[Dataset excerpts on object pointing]
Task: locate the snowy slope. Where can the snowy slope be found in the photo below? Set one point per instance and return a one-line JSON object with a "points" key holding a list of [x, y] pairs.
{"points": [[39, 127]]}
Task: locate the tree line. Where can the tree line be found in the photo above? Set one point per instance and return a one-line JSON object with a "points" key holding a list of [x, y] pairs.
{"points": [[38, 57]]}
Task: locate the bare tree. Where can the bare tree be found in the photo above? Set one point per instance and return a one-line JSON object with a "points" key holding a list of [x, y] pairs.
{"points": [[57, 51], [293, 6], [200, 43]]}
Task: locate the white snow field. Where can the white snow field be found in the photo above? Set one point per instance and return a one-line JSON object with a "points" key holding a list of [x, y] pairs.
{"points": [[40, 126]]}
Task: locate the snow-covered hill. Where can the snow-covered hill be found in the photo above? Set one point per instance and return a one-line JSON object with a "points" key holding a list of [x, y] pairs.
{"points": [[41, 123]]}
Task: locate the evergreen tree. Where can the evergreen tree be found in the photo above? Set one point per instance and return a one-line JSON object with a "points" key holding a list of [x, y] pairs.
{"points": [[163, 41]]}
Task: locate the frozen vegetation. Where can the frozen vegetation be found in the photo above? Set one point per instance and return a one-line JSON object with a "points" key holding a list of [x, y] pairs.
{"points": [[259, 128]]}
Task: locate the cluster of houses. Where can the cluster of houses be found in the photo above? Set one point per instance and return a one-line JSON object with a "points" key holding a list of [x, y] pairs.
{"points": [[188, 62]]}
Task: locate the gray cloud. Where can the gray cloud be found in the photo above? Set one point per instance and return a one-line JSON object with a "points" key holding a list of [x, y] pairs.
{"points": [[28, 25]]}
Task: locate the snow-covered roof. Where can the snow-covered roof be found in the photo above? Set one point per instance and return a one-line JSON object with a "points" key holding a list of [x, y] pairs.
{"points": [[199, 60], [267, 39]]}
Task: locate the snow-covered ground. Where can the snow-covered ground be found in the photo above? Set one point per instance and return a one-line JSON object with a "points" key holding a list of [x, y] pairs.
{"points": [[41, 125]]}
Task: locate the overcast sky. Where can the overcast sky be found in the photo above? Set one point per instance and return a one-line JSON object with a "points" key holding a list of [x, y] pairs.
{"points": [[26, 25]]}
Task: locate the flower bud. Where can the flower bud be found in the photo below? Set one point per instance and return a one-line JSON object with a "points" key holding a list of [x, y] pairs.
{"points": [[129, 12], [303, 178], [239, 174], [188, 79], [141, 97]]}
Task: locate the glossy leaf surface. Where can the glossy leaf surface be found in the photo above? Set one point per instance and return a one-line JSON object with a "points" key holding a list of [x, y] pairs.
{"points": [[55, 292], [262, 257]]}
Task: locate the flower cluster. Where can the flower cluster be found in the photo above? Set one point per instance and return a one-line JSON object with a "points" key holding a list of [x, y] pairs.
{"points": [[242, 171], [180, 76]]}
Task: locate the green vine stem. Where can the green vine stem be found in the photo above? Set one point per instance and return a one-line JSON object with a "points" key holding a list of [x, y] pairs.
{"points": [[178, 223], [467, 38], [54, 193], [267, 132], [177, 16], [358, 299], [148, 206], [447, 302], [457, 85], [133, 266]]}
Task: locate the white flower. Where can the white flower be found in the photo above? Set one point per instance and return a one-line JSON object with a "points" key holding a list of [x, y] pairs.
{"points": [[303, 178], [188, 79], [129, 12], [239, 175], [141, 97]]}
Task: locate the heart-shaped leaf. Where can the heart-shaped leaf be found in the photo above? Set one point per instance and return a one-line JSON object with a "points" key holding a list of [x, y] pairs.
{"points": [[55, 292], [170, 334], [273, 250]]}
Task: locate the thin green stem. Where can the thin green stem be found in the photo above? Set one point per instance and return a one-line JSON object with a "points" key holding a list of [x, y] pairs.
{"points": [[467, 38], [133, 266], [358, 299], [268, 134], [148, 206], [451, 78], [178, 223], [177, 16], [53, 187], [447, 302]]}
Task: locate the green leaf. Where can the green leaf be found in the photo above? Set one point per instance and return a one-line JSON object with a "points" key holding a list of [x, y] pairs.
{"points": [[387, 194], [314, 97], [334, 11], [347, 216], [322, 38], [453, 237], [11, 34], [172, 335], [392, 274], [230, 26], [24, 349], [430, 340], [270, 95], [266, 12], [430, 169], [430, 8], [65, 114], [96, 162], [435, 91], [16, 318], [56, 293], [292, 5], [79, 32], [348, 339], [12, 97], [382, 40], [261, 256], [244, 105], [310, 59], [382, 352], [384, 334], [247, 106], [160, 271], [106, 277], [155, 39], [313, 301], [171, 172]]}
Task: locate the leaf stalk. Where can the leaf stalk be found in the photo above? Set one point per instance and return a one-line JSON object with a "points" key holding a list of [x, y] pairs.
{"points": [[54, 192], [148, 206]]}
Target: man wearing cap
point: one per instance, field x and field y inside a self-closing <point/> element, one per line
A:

* _WORK TO BE COMPLETED_
Repeat every line of the data, exactly and in full.

* _SOLUTION TO THIS TASK_
Task: locate the snowy slope. Where can the snowy slope be found in the photo below? Set one point per instance and return a one-line JSON object with a "points" key holding a list of [x, y] pairs.
{"points": [[39, 127]]}
Task: locate the tree line. Where can the tree line be found in the photo above? Set one point per instance and return a one-line JSON object with a "points" key holding a list of [x, y] pairs.
{"points": [[38, 57]]}
Task: locate the bare tree. Where can the bare tree be found in the photo above? Set one point per instance and return a one-line JSON object with a "points" key holding a list of [x, y] pairs.
{"points": [[57, 51], [293, 6], [200, 43]]}
Task: locate the white snow field. Where can the white snow field be found in the photo above? Set one point per instance and return a one-line JSON object with a "points" key holding a list of [x, y] pairs.
{"points": [[40, 126]]}
Task: locate the snow-covered hill. Where can the snow-covered hill be found in the photo above? Set one point per instance and return a one-line JSON object with a "points" key holding a list of [x, y] pairs.
{"points": [[41, 123]]}
Task: locate the evergreen tree. Where can the evergreen tree be found in the photo above? Set one point per instance and return a one-line JSON object with a "points" key holding a list of [x, y] pairs.
{"points": [[163, 41]]}
Task: locate the frozen vegetation. Where can the frozen vegetation be found in the photo above? Set one point per instance and return a one-line JSON object with a "points" key holding a list of [x, y] pairs.
{"points": [[259, 128]]}
Task: locate the cluster of houses. Where can the cluster of houses be found in the photo above? Set one point per instance and return a one-line JSON object with a "points" key holding a list of [x, y] pairs.
{"points": [[188, 62]]}
Task: locate the gray cloud. Where can the gray cloud be found in the photo above? Set one point per instance and return a one-line JSON object with a "points" key holding a list of [x, y] pairs.
{"points": [[28, 25]]}
Task: locate the snow-covered roof. Where can the snow-covered roof be found in the photo above? Set one point per instance and return a one-line JSON object with a "points" key holding a list of [x, y] pairs.
{"points": [[199, 60], [267, 39]]}
Task: locate the snow-covered ground. Where can the snow-covered ground be found in the photo above? Set one point per instance and return a one-line JSON object with a "points" key holding a list of [x, y] pairs.
{"points": [[41, 125]]}
Task: locate the overcast sky. Where can the overcast sky be found in the photo above? Set one point per instance and return a one-line JSON object with a "points" key holding a list of [x, y] pairs.
{"points": [[26, 25]]}
Task: locate the flower bud. Where can the flower bud be found in the photo below? Set one point per instance and return a one-line JSON object with a "points" key holding a list of [x, y] pairs.
{"points": [[129, 12], [303, 178], [239, 174], [188, 79], [141, 97]]}
Task: locate the glossy leaf surface. Where can the glossy leaf surface be found in the photo above? Set one point per instance and return a one-line JSON object with a "points" key holding a list of [x, y] pairs.
{"points": [[55, 292], [262, 257]]}
Task: locate the flower cluster. Where can the flower cluster be found in the photo above? Set one point per instance and return a one-line JSON object with a "points" key holding a list of [x, y] pairs.
{"points": [[242, 171], [180, 76]]}
Task: locate the green vine stem. Where can the green vine stem be found in the photo above? Set one point per instance and return a one-line JSON object with a "points" key holding a list of [x, y] pairs.
{"points": [[178, 223], [467, 38], [54, 193], [267, 132], [177, 16], [358, 299], [148, 206], [447, 302], [457, 85], [133, 266]]}
Task: locate the white flower. Where can the white flower be found in the photo above? Set one point per instance and return a one-line JSON object with a "points" key holding a list of [x, y] pairs.
{"points": [[303, 178], [188, 79], [129, 12], [239, 175], [141, 97]]}
Task: locate the heart-shaped leaf. Where can the heart-shaped leaf be found in the photo above? Set one point per instance and return a one-line JSON object with a "points" key holding a list of [x, y] pairs.
{"points": [[55, 292], [170, 334], [273, 250]]}
Task: locate the thin green stem. Where can the thin green stem be found in the photo above? Set one point per instance and return a one-line JSON object with a "points" key holding a list of [x, y] pairs.
{"points": [[467, 38], [133, 266], [358, 299], [268, 134], [148, 206], [451, 78], [178, 223], [177, 16], [53, 187], [447, 302]]}
Task: locate the green leaf. Where can the green leaf be found in the photo above? Set one point per instance and return a one-line JSON object with a "points" key holding a list of [x, y] pairs.
{"points": [[387, 194], [314, 97], [334, 11], [347, 216], [322, 38], [453, 237], [11, 34], [172, 335], [392, 274], [230, 26], [24, 349], [430, 340], [270, 95], [266, 12], [430, 169], [430, 8], [65, 114], [96, 162], [435, 91], [16, 318], [56, 293], [292, 5], [79, 32], [348, 339], [12, 97], [382, 40], [261, 256], [244, 105], [310, 59], [382, 352], [384, 334], [247, 106], [160, 271], [106, 277], [155, 39], [313, 301], [171, 172]]}
Task: locate the leaf stalk. Where can the leaf stalk be found in the photo above? Set one point per instance and return a one-line JSON object with a "points" key holding a list of [x, y] pairs.
{"points": [[54, 192], [148, 206]]}
Target: man wearing cap
point: one per instance, field x and field y inside a self-closing <point/> element, one per line
A:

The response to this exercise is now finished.